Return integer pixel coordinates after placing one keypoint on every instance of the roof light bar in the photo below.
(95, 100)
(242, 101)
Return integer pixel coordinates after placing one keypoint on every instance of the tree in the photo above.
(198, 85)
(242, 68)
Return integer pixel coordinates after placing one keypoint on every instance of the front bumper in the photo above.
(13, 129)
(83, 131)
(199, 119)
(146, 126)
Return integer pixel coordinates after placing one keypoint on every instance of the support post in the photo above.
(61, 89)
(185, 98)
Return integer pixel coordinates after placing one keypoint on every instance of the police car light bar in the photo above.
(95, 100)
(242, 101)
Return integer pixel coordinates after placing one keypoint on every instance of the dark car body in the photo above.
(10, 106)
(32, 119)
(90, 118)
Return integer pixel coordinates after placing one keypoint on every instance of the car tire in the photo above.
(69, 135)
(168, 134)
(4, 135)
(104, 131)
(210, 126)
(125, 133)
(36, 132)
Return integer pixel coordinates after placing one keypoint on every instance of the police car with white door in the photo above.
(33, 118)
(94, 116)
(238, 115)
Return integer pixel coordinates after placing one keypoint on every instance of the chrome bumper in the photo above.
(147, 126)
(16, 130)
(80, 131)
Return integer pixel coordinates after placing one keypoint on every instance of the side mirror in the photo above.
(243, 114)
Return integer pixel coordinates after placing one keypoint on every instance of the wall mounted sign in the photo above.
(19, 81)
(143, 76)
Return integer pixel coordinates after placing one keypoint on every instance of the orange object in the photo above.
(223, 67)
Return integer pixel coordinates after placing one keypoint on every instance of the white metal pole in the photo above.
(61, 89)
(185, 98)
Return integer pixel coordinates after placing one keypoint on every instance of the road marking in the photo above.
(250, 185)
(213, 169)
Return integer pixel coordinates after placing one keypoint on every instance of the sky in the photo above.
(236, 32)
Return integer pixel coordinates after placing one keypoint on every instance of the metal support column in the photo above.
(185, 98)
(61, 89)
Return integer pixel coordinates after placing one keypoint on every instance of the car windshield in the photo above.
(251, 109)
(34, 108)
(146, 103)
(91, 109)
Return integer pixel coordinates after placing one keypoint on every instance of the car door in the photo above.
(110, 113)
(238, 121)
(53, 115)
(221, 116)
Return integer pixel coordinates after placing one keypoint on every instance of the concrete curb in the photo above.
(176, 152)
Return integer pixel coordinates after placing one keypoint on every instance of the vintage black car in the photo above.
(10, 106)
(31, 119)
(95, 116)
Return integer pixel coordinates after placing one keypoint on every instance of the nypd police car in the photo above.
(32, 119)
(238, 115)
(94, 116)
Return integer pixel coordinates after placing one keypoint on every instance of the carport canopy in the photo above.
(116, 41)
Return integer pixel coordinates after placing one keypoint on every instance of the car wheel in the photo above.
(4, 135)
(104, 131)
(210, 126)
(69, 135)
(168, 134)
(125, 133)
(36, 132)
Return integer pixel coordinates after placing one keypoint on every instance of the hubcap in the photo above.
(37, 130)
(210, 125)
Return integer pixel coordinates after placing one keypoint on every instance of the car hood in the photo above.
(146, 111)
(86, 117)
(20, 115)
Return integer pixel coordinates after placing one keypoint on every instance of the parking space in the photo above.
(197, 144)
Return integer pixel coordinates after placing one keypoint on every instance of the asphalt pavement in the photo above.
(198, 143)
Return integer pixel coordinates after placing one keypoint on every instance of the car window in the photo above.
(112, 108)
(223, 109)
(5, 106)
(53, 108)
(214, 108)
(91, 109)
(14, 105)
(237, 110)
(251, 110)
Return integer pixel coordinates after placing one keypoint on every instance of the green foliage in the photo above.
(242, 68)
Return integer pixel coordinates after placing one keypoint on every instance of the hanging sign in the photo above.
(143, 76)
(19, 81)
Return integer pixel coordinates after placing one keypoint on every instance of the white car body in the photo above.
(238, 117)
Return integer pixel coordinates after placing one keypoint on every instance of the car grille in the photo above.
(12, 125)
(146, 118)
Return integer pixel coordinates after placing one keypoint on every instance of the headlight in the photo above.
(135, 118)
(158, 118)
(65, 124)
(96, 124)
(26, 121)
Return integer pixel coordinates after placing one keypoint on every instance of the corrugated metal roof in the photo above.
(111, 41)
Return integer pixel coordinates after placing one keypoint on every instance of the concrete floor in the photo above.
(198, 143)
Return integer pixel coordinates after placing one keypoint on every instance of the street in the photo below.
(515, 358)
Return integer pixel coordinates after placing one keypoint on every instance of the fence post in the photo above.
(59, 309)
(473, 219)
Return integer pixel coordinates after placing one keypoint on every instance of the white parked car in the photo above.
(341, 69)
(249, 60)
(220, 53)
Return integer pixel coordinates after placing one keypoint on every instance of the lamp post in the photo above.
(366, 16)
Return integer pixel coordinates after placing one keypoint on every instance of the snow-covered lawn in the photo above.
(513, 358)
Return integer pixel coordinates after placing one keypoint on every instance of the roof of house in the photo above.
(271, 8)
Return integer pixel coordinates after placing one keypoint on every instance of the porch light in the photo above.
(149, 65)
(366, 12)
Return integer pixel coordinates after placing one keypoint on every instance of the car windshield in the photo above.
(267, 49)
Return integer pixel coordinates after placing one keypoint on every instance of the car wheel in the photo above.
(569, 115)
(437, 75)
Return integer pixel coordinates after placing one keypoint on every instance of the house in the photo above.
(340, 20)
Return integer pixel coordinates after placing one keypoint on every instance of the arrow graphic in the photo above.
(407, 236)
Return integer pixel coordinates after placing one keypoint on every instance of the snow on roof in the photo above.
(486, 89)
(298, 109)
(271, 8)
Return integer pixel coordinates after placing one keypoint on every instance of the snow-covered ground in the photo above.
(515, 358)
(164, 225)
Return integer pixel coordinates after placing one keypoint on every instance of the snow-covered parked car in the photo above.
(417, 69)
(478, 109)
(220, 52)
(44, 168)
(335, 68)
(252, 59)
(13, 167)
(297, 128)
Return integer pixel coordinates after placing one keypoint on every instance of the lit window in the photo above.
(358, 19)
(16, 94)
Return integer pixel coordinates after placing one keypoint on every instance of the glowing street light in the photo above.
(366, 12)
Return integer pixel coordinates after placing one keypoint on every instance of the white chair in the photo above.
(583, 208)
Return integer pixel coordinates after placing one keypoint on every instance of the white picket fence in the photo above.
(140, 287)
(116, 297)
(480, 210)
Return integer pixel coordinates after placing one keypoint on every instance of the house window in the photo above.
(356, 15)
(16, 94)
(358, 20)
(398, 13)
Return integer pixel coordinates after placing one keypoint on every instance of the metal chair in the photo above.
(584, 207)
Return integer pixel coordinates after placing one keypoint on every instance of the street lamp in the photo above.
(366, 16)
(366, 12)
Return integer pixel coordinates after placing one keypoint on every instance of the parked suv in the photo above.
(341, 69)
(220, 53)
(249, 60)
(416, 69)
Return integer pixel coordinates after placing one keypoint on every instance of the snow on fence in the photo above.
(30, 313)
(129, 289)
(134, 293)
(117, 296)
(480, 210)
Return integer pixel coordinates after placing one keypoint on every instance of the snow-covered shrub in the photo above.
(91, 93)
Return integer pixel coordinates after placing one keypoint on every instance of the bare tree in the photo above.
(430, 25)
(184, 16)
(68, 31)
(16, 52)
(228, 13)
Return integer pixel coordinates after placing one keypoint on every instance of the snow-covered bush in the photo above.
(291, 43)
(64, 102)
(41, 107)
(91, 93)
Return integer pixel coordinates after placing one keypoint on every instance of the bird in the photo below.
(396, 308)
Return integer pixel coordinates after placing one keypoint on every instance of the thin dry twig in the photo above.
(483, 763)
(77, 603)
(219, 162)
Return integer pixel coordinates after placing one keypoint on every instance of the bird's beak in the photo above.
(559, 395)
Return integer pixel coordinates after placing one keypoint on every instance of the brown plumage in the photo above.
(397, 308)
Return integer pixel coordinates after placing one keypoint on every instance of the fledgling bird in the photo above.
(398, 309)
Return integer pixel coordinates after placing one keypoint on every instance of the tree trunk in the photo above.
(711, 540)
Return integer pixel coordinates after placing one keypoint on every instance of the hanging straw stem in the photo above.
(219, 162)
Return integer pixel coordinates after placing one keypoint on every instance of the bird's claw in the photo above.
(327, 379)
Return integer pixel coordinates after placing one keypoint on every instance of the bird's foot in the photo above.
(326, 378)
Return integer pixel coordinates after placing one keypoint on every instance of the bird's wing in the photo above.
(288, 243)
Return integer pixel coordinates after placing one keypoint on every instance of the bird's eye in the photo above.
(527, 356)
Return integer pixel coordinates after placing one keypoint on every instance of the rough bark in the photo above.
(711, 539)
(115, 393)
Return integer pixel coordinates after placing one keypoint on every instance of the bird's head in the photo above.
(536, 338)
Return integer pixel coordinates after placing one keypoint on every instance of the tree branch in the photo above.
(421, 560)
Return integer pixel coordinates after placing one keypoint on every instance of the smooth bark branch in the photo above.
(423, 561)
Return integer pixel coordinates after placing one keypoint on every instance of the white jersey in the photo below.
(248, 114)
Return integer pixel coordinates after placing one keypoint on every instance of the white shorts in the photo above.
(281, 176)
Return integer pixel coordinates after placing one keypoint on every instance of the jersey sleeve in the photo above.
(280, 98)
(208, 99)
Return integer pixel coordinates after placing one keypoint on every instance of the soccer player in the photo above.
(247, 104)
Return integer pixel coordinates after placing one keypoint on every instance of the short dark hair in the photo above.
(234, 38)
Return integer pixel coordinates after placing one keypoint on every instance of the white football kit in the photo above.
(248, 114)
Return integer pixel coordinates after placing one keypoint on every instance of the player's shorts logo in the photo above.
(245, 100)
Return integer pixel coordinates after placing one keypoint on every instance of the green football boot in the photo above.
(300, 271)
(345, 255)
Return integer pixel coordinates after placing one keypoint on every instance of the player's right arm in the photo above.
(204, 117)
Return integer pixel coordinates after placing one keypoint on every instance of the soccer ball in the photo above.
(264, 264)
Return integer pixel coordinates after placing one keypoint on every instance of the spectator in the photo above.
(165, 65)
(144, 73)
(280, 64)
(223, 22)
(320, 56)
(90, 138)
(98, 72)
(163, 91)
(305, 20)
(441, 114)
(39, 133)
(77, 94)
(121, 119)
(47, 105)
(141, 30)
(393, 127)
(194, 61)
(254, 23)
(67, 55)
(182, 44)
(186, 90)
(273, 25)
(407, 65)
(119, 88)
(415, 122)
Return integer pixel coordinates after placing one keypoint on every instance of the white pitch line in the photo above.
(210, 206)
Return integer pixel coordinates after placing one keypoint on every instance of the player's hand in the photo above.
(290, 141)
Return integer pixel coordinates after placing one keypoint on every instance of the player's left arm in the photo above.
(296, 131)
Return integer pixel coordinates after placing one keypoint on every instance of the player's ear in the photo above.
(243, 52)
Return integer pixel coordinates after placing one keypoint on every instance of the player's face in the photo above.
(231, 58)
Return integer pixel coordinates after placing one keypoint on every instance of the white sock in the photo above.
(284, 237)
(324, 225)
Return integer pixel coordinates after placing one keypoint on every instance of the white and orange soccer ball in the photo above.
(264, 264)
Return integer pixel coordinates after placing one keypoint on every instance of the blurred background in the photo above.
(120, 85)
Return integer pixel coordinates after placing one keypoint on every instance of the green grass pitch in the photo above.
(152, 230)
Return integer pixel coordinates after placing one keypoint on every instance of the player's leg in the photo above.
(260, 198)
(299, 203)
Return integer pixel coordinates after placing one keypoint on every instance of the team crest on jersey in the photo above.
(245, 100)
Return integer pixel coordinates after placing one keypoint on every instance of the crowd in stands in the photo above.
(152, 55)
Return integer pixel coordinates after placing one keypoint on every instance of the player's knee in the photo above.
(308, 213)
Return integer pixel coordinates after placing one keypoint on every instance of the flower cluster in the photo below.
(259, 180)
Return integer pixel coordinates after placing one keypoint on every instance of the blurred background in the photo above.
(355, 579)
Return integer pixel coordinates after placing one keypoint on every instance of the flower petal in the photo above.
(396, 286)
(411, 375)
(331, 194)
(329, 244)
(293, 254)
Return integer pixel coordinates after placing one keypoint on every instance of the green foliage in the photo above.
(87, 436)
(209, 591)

++++++

- **Written instruction**: Write out exactly the lines starting with the one that holds "knee in the photo above." and running through the last line above.

- **The reply**:
Return integer pixel coordinates after placing one keypoint on every instance of the player's knee in the photo above.
(308, 213)
Return integer pixel coordinates after placing one keypoint on every instance of the flower cluster in the photo below.
(259, 180)
Return integer pixel coordinates after placing one keypoint on every instance of the blurred background in the photo above.
(355, 579)
Return integer pixel coordinates after placing one keypoint on every instance of the flower petal in the photo above.
(396, 286)
(411, 375)
(331, 194)
(329, 244)
(293, 254)
Return integer pixel coordinates after placing one keypoint on every instance of the green foliage in the photo above.
(87, 436)
(209, 591)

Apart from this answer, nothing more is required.